* **Dataset extract**:
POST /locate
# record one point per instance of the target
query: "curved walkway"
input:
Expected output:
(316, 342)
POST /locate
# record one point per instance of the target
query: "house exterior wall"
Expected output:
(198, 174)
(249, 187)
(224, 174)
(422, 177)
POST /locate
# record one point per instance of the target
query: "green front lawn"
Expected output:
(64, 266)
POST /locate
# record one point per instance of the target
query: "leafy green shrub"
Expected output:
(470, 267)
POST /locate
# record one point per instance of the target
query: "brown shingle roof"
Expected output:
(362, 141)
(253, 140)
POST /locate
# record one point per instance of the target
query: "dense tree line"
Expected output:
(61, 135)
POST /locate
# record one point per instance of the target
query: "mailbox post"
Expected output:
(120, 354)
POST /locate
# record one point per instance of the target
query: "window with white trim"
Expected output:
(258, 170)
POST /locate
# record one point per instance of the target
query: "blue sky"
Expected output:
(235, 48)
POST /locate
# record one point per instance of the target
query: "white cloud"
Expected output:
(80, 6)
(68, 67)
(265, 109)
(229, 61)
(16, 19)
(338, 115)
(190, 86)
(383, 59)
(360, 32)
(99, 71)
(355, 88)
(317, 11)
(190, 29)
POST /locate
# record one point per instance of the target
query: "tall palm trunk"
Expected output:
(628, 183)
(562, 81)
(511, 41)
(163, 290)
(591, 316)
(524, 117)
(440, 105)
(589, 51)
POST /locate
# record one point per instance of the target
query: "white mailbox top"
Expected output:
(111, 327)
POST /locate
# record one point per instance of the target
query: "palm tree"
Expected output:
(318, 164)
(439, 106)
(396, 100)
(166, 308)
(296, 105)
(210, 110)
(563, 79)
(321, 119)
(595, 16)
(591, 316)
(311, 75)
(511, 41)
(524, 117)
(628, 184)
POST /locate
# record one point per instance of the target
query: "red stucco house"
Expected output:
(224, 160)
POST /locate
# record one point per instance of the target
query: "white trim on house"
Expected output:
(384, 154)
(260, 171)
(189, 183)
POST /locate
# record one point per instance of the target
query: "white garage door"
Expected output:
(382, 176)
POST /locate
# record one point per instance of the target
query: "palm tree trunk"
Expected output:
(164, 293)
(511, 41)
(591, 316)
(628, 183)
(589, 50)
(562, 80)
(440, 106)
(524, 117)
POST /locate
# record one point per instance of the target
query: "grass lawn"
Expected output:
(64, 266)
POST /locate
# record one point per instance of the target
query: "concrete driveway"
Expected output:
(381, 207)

* **Exercise aim**:
Would you print all of the entries exactly as they stand?

* **Result of the exercise**:
POST /locate
# record one point per instance of the target
query: "curved walkway"
input:
Expected output:
(316, 342)
POST /locate
# record one point per instance of the target
query: "house exterior wall"
Expected output:
(198, 174)
(249, 187)
(224, 174)
(422, 177)
POST /locate
# record one point per instance of the target
query: "green front lawn"
Expected output:
(64, 266)
POST /locate
# record one point per instance of the target
query: "leafy green shrub"
Expected output:
(470, 267)
POST /locate
# record one point per instance of the target
query: "brown shingle roof"
Expected output:
(362, 141)
(253, 140)
POST /locate
# record one point per instance of the target
query: "dense tree line"
Expected output:
(61, 135)
POST /locate
# record one point per instance of the target
query: "mailbox post"
Expected output:
(120, 354)
POST /locate
# record one point per instance of the target
query: "window with white trim"
Expected output:
(258, 170)
POST /locate
# record one point per instance of the target
query: "blue sky"
Expected output:
(235, 48)
POST /locate
# record one point per instance of the target
query: "white cloud"
Expected output:
(80, 6)
(68, 67)
(265, 109)
(229, 61)
(16, 19)
(338, 115)
(190, 86)
(383, 59)
(360, 32)
(99, 71)
(355, 88)
(317, 11)
(190, 29)
POST /locate
# record one point per instance of the target
query: "tall palm trunk"
Expected output:
(628, 183)
(562, 81)
(511, 41)
(163, 290)
(591, 316)
(524, 117)
(440, 105)
(589, 51)
POST /locate
# record one point per instance of the target
query: "white mailbox top"
Expected output:
(111, 327)
POST /locate
# record one point per instance of the target
query: "palm tree"
Expected output:
(318, 164)
(439, 106)
(396, 100)
(166, 308)
(296, 105)
(210, 110)
(563, 79)
(321, 119)
(595, 16)
(591, 316)
(311, 75)
(511, 41)
(524, 117)
(628, 184)
POST /locate
# record one point per instance of the target
query: "red stucco house"
Expected output:
(224, 160)
POST /locate
# record one point per instance of the target
query: "white trim on house"
Expected output:
(384, 154)
(260, 171)
(189, 183)
POST /locate
# record one point per instance of the target
query: "white garage door"
Expected output:
(382, 176)
POST /locate
# record one point per instance of the target
query: "palm tree trunk"
Expected output:
(164, 293)
(511, 41)
(591, 316)
(628, 183)
(589, 50)
(562, 80)
(440, 106)
(524, 117)
POST /locate
# record one point per instance of the target
query: "grass lawn"
Expected output:
(64, 266)
POST /locate
# record one point per instance of the target
query: "concrete driveway"
Expected output:
(381, 207)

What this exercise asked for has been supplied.